• Your assignment
The answer must consist solely of the line that contains "table and put a dot on each instance?" and all subsequent lines of the data, each reproduced exactly.

• Raw data
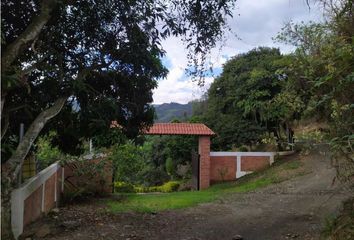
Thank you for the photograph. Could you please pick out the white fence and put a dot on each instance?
(36, 196)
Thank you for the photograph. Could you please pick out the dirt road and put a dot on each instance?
(294, 209)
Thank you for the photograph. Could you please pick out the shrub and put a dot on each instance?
(155, 176)
(170, 168)
(88, 178)
(171, 186)
(128, 163)
(243, 148)
(124, 187)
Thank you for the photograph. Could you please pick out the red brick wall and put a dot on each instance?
(204, 171)
(254, 163)
(33, 206)
(218, 164)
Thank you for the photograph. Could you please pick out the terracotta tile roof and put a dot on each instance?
(179, 129)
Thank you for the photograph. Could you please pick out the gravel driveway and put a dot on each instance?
(294, 209)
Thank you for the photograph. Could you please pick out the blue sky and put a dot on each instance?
(255, 22)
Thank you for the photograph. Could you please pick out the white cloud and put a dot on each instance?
(257, 23)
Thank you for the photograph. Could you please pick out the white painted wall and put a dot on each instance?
(20, 194)
(238, 155)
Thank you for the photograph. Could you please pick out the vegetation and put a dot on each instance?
(124, 187)
(88, 63)
(340, 227)
(167, 112)
(159, 202)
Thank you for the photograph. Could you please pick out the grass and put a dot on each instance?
(176, 200)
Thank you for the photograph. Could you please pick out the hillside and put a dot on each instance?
(166, 112)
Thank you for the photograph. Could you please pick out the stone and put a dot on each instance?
(237, 237)
(43, 231)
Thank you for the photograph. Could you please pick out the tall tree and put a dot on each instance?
(103, 56)
(243, 103)
(322, 75)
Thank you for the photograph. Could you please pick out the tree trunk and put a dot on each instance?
(12, 167)
(6, 230)
(12, 51)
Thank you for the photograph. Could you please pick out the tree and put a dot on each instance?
(321, 75)
(102, 56)
(243, 103)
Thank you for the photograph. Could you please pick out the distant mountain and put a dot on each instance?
(166, 112)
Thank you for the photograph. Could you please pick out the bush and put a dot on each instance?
(155, 176)
(123, 187)
(171, 186)
(88, 178)
(243, 148)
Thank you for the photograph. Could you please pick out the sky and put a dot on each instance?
(255, 22)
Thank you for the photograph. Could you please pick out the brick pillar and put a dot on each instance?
(204, 166)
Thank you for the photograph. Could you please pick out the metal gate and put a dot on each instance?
(195, 170)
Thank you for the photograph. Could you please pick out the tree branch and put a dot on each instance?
(13, 165)
(32, 31)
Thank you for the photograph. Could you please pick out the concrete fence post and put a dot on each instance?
(204, 166)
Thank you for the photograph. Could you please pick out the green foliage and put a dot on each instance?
(177, 200)
(129, 164)
(321, 75)
(247, 100)
(89, 178)
(109, 138)
(47, 154)
(103, 56)
(170, 167)
(166, 112)
(123, 187)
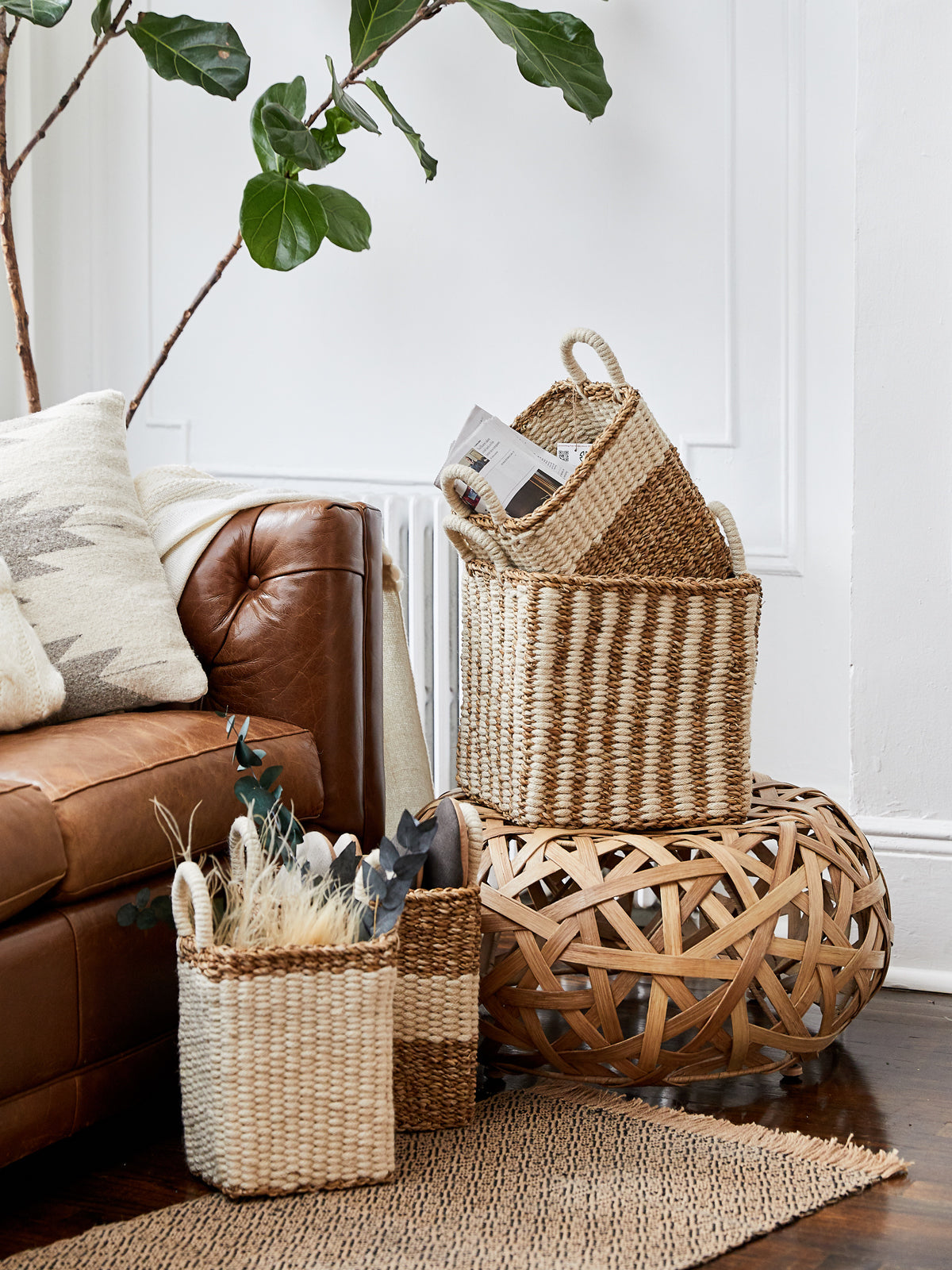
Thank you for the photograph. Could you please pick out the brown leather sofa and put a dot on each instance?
(285, 611)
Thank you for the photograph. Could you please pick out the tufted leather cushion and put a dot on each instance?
(99, 775)
(32, 857)
(285, 611)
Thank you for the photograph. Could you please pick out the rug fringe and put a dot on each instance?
(846, 1156)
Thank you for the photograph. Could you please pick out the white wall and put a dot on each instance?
(757, 225)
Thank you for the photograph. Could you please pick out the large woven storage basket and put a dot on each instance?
(611, 702)
(436, 1007)
(628, 507)
(285, 1057)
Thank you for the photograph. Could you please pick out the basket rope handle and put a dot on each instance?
(584, 336)
(190, 893)
(475, 544)
(729, 527)
(475, 480)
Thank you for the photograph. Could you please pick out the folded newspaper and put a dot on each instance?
(522, 473)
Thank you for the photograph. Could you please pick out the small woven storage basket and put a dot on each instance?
(436, 1007)
(628, 507)
(285, 1057)
(612, 702)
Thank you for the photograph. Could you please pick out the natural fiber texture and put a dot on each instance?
(285, 1058)
(630, 506)
(436, 1005)
(761, 943)
(607, 702)
(536, 1181)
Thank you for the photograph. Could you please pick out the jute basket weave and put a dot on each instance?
(608, 702)
(285, 1057)
(630, 506)
(436, 1007)
(758, 944)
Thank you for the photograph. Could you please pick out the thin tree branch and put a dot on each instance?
(111, 32)
(428, 10)
(10, 247)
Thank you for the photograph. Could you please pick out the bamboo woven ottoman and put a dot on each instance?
(657, 958)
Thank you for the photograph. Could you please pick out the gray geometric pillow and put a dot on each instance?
(83, 562)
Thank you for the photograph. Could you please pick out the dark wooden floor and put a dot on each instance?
(888, 1083)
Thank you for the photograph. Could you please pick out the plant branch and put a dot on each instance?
(428, 10)
(111, 32)
(10, 248)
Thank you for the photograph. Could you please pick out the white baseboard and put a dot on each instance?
(916, 857)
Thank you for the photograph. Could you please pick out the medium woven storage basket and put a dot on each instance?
(612, 702)
(628, 507)
(285, 1057)
(436, 1007)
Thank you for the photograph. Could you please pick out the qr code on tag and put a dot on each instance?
(570, 454)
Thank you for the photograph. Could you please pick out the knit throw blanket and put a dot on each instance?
(186, 508)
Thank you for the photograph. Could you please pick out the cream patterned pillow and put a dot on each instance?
(31, 689)
(83, 562)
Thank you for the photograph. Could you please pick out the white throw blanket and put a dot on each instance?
(186, 508)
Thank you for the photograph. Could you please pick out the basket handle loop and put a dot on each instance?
(475, 544)
(584, 336)
(729, 527)
(475, 480)
(190, 891)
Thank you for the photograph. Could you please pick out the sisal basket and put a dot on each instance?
(285, 1057)
(436, 1007)
(670, 958)
(628, 507)
(613, 702)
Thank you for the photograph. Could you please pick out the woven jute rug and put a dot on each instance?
(543, 1179)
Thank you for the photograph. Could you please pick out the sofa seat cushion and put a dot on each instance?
(102, 774)
(32, 857)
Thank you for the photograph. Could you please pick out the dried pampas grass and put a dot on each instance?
(259, 902)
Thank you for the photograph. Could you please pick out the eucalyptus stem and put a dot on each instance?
(10, 247)
(428, 10)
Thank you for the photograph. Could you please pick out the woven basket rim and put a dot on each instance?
(615, 582)
(276, 956)
(587, 468)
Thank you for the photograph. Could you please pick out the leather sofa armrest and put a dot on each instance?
(285, 613)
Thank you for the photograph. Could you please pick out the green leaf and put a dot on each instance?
(205, 54)
(552, 50)
(347, 105)
(372, 22)
(41, 13)
(427, 162)
(102, 16)
(282, 221)
(348, 222)
(294, 98)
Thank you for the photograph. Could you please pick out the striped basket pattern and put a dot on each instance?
(607, 702)
(285, 1057)
(436, 1007)
(630, 506)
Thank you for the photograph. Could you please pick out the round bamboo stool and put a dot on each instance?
(672, 956)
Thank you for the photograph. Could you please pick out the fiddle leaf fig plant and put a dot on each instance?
(283, 219)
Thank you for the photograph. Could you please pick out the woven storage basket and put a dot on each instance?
(436, 1009)
(628, 507)
(285, 1057)
(613, 702)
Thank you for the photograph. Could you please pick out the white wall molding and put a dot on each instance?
(786, 556)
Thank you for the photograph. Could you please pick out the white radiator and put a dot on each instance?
(413, 514)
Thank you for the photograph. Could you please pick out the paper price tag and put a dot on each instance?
(570, 454)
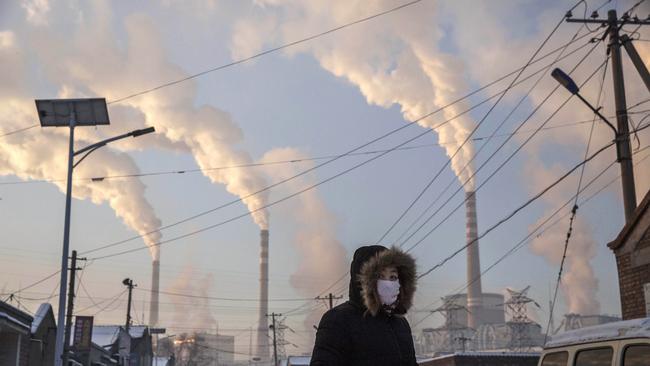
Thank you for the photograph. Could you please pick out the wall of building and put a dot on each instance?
(631, 280)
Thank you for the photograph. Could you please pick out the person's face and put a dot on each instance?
(389, 274)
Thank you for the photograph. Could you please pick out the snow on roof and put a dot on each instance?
(13, 320)
(105, 335)
(41, 313)
(637, 328)
(488, 354)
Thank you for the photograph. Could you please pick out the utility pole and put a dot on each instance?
(129, 283)
(331, 299)
(623, 149)
(71, 295)
(275, 344)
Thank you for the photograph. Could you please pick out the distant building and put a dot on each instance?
(204, 349)
(632, 250)
(43, 337)
(15, 335)
(111, 345)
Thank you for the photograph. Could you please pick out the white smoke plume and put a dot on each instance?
(194, 313)
(84, 58)
(392, 61)
(322, 257)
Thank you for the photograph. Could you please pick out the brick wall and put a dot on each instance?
(631, 280)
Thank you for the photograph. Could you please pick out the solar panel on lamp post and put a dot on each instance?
(72, 113)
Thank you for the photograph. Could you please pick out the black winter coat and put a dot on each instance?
(359, 332)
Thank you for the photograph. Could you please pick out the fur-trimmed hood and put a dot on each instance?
(376, 259)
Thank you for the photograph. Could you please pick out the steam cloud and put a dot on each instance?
(322, 257)
(95, 62)
(393, 61)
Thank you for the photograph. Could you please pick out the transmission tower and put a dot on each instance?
(520, 324)
(453, 333)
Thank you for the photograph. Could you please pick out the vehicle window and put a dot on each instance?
(556, 359)
(636, 355)
(595, 357)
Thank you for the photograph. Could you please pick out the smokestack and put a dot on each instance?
(263, 329)
(155, 288)
(474, 290)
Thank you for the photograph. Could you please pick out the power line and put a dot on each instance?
(574, 210)
(288, 161)
(508, 159)
(427, 131)
(532, 234)
(518, 209)
(18, 131)
(220, 298)
(435, 177)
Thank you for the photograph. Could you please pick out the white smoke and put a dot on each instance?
(392, 61)
(85, 58)
(195, 313)
(322, 257)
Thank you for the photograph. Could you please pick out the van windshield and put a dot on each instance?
(636, 355)
(595, 357)
(556, 359)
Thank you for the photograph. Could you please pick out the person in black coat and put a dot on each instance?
(370, 328)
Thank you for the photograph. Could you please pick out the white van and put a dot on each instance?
(624, 343)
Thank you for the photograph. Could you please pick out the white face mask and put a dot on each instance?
(388, 291)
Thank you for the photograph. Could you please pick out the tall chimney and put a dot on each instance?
(263, 323)
(474, 291)
(155, 288)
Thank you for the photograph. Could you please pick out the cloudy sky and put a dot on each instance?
(194, 194)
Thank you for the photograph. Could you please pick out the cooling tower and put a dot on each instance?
(474, 291)
(155, 287)
(263, 329)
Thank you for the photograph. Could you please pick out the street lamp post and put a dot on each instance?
(72, 113)
(622, 139)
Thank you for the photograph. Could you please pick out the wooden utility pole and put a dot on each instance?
(71, 295)
(275, 344)
(129, 283)
(331, 299)
(623, 149)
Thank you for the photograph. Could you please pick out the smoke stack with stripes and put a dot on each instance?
(155, 288)
(263, 329)
(474, 290)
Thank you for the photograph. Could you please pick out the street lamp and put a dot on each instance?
(622, 140)
(72, 113)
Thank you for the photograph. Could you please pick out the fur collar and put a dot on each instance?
(369, 275)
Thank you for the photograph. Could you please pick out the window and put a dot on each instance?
(636, 355)
(595, 357)
(556, 359)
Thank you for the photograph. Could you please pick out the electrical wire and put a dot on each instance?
(18, 131)
(471, 178)
(266, 52)
(427, 131)
(408, 124)
(517, 210)
(469, 136)
(219, 298)
(574, 210)
(535, 233)
(508, 159)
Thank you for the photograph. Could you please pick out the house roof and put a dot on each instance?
(636, 328)
(629, 227)
(40, 315)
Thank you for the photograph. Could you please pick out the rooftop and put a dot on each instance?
(637, 328)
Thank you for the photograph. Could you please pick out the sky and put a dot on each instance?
(194, 193)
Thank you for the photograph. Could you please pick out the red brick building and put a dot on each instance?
(632, 250)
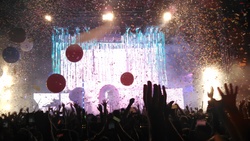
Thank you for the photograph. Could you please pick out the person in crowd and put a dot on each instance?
(158, 121)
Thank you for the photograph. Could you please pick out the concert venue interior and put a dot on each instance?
(187, 46)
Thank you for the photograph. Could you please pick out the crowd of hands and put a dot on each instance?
(223, 120)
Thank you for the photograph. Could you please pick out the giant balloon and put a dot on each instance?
(127, 78)
(17, 35)
(27, 45)
(74, 53)
(11, 55)
(56, 83)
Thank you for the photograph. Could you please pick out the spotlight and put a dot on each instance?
(108, 17)
(167, 16)
(48, 18)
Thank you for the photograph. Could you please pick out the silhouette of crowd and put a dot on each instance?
(223, 120)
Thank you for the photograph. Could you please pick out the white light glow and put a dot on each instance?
(167, 16)
(48, 18)
(5, 93)
(7, 107)
(211, 78)
(108, 17)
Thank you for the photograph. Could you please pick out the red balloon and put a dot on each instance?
(127, 78)
(74, 53)
(56, 83)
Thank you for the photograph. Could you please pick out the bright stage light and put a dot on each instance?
(212, 77)
(108, 17)
(48, 18)
(5, 93)
(167, 16)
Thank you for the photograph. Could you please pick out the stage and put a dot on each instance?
(103, 63)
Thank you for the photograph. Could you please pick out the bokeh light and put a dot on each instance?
(48, 18)
(167, 16)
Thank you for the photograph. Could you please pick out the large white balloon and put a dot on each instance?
(76, 95)
(27, 45)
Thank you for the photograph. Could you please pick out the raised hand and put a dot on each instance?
(99, 108)
(229, 98)
(211, 93)
(154, 101)
(131, 101)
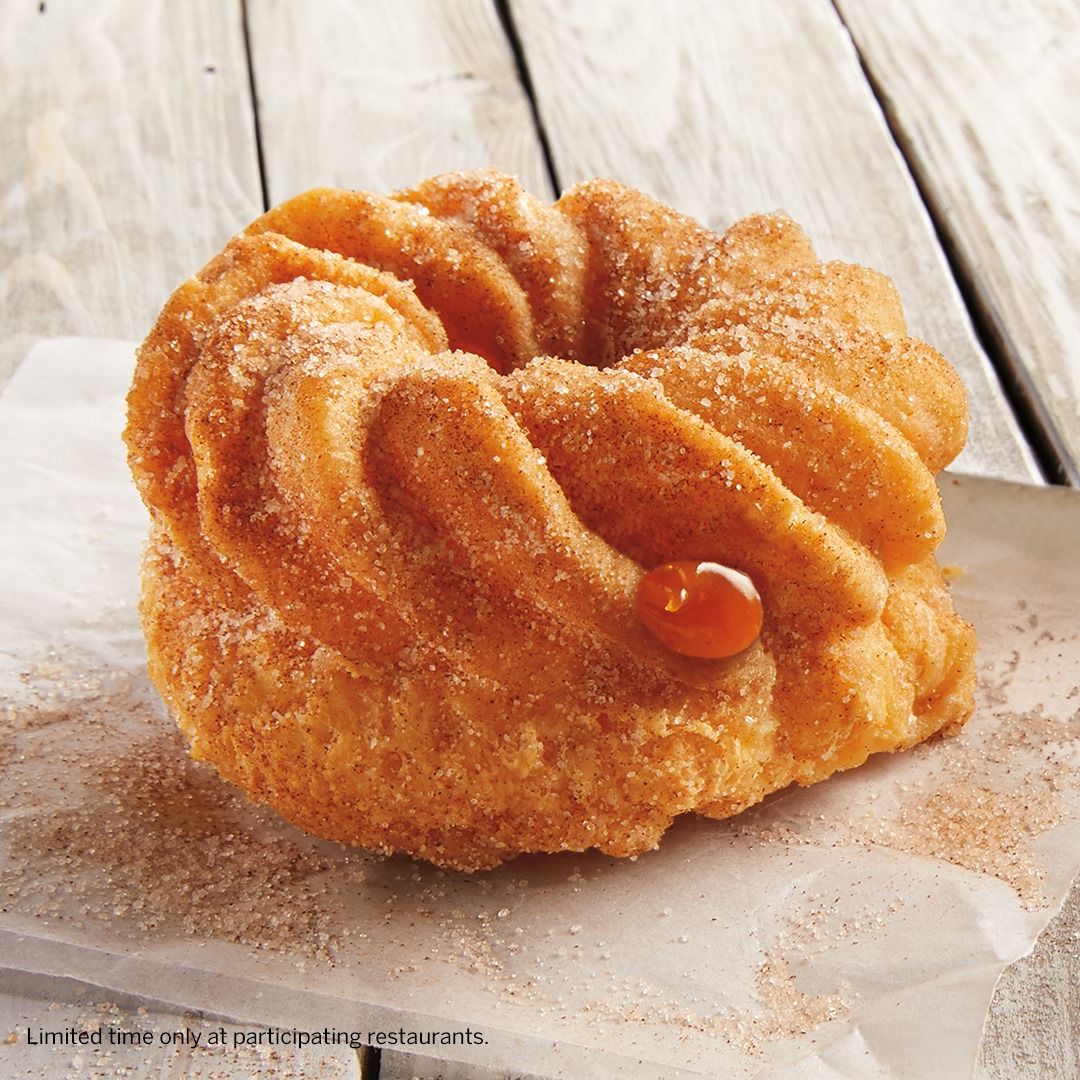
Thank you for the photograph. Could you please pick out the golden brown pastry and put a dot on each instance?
(409, 457)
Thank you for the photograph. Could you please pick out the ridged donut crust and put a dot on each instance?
(407, 458)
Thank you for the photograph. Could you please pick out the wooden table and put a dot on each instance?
(935, 142)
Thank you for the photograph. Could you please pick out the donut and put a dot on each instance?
(410, 459)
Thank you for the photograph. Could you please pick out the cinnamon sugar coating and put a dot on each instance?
(408, 457)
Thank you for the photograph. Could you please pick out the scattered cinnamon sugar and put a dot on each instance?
(118, 825)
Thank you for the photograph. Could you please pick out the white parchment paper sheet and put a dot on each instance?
(855, 929)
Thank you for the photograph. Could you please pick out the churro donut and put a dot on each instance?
(408, 458)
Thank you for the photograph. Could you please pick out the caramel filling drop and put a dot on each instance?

• Solution for this exercise
Thank you for the photograph. Could you please pick out the wooden table and put a dot on each instance?
(935, 142)
Thank you for the photograph. Could you please pick out the donut and put a dot on each instance?
(410, 459)
Thank you for the photograph. Could you please pick out the cinnamon sugar coating and put a dot on each instance?
(408, 457)
Thank you for the photograph. Could you please pick out the scattered cinnamon sugar and put a dot on each instance?
(118, 825)
Thank you for the photograph. Could you please pick out the white parchment paper sheet and put a dot on each instance?
(855, 929)
Thank you for the photograph. Could you please pick out the churro donut and put a dot on each instance?
(408, 458)
Thank you for the photograph. Could you please pick out the caramel filling drop and put a dot on each instance?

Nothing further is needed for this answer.